# Start of Data to use
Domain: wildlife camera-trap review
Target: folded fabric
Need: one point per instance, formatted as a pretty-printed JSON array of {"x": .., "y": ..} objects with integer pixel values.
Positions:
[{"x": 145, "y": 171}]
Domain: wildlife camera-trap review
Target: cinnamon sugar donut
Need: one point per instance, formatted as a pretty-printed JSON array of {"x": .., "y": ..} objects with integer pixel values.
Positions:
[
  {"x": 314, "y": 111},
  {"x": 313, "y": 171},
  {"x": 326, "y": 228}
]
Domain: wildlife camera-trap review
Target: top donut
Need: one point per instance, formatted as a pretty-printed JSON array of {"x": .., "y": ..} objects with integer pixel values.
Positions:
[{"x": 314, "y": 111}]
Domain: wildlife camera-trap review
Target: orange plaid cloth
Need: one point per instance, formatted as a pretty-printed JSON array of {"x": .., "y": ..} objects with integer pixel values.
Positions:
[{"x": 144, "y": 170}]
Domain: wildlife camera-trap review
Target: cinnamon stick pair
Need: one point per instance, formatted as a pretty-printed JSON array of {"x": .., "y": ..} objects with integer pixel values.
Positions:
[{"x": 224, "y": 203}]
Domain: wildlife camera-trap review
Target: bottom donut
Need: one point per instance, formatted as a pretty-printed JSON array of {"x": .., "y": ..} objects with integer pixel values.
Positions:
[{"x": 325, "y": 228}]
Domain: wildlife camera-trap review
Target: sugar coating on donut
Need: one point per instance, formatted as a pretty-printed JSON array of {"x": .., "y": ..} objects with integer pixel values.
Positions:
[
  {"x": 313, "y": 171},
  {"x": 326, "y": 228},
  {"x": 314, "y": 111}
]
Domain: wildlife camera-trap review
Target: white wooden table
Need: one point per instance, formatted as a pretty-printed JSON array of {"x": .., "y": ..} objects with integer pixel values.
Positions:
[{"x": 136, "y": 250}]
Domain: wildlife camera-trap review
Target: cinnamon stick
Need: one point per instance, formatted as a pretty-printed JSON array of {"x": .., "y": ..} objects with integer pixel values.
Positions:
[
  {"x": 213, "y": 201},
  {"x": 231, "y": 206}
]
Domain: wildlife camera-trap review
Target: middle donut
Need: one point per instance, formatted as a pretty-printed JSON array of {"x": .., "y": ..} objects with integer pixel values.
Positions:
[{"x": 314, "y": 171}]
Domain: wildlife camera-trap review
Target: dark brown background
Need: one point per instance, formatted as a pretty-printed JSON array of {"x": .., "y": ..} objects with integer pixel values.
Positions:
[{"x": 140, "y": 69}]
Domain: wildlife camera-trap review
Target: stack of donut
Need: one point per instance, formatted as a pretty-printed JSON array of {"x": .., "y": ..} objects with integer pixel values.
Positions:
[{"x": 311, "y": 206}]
# End of Data to use
== Task requirements ==
Retype the records above exactly.

== Exercise output ==
Domain: wildlife camera-trap review
Target: folded fabric
Need: one point per instance, formatted as a pretty-printed JSON array of {"x": .., "y": ..} objects with integer pixel values.
Positions:
[{"x": 145, "y": 171}]
Domain: wildlife camera-trap review
Target: cinnamon sugar donut
Need: one point per instance, formatted as a pretty-printed JSON array of {"x": .., "y": ..} objects with integer pixel values.
Positions:
[
  {"x": 314, "y": 111},
  {"x": 313, "y": 171},
  {"x": 326, "y": 228}
]
Domain: wildlife camera-trap review
Target: top donut
Need: one point per instance, formatted as a pretty-printed JSON array of {"x": .., "y": ..} objects with integer pixel values.
Positions:
[{"x": 314, "y": 111}]
Domain: wildlife camera-trap review
Target: orange plaid cloth
Need: one point per instance, formatted as a pretty-printed JSON array of {"x": .., "y": ..} objects with integer pixel values.
Positions:
[{"x": 144, "y": 170}]
Domain: wildlife camera-trap review
Target: cinnamon stick pair
Need: one point per instance, formatted as a pretty-printed JSON array of {"x": .., "y": ..} objects with integer pixel values.
Positions:
[{"x": 224, "y": 203}]
Domain: wildlife camera-trap review
Target: bottom donut
Need: one point per instance, formatted as a pretty-printed JSON array of {"x": .., "y": ..} objects with integer pixel values.
Positions:
[{"x": 325, "y": 228}]
Domain: wildlife camera-trap review
Target: sugar coating on donut
Need: one point per instance, formatted as a pretty-printed JSON array of {"x": .., "y": ..} objects with integer pixel values.
Positions:
[
  {"x": 313, "y": 171},
  {"x": 326, "y": 228},
  {"x": 314, "y": 111}
]
Domain: wildlife camera-trap review
Target: white wooden table
Need: one point per instance, formatted as a pretty-printed JSON array of {"x": .., "y": ..} objects with integer pixel values.
Positions:
[{"x": 136, "y": 250}]
Domain: wildlife camera-trap review
Target: cinnamon stick
Need: one point per instance, formatted as a pretty-printed JSON array of {"x": .., "y": ..} objects with integer pixel values.
Positions:
[
  {"x": 213, "y": 201},
  {"x": 231, "y": 206}
]
Domain: wildlife camera-trap review
Target: middle donut
Need: one point per instance, formatted as a pretty-printed JSON array of {"x": .., "y": ..} objects with integer pixel values.
Positions:
[{"x": 314, "y": 171}]
Domain: wildlife camera-trap review
Target: dark brown background
Need: one point per instance, formatted as a pretty-printed JSON array of {"x": .., "y": ..} objects with integer pixel values.
Positions:
[{"x": 140, "y": 69}]
Domain: wildlife camera-trap review
Target: stack of donut
Need: one point per instance, formatted as a pretty-printed JSON array of {"x": .., "y": ..} objects with integer pixel values.
Positions:
[{"x": 311, "y": 206}]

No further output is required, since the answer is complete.